* [The request]: Starting at the line that contains "of the lips" and ending at the line that contains "[[[170,39],[170,36],[167,37],[167,38],[163,38],[163,39]]]", rewrite those lines of the records as a JSON list of strings, one string per line. Skip blank lines and leave any pictures out.
>> BEGIN
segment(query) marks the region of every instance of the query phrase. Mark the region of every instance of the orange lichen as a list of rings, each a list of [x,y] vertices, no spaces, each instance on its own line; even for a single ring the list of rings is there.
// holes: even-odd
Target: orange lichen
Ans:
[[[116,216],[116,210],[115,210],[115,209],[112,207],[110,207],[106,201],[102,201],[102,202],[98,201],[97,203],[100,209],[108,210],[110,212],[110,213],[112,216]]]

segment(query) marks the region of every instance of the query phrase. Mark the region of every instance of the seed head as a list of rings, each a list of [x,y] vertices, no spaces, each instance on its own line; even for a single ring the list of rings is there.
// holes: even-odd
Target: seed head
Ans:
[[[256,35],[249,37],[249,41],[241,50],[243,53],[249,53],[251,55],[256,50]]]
>> END
>> BEGIN
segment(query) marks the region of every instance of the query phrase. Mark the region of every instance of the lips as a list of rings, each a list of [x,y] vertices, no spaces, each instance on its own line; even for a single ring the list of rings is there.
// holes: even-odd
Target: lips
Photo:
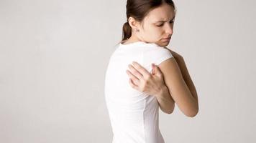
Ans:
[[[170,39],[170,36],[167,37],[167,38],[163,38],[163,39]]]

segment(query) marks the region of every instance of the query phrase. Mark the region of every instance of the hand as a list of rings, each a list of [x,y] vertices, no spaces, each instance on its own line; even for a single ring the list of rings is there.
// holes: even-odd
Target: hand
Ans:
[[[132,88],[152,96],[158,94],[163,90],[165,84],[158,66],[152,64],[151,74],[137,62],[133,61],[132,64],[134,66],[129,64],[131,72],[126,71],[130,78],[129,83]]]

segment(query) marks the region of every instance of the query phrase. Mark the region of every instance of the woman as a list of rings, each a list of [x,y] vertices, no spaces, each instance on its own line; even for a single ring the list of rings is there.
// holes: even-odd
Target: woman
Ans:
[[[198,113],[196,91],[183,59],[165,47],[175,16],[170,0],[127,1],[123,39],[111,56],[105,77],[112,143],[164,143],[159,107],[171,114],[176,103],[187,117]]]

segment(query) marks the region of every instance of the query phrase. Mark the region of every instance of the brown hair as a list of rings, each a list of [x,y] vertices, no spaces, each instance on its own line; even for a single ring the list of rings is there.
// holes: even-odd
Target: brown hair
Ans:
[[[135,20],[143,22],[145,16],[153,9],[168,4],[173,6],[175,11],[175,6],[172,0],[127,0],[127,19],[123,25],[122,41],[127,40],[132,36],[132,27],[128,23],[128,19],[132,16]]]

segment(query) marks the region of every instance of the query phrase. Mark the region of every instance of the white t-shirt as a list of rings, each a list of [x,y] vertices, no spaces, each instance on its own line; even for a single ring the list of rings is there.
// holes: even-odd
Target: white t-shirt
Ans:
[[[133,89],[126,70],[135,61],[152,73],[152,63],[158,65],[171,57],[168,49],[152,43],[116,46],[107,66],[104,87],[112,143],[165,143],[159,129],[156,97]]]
>> END
* [Full output]:
[
  "segment(query) marks the region of every instance of the query phrase. Mark the region of every instance of the lips as a list of rings, each a list of [x,y] vertices, no spaces, each instance on its own line; even for a single ring the list of rings is there.",
  "// holes: even-odd",
  "Target: lips",
  "Photo:",
  "Ans:",
  "[[[170,39],[170,36],[167,37],[167,38],[163,38],[163,39]]]"
]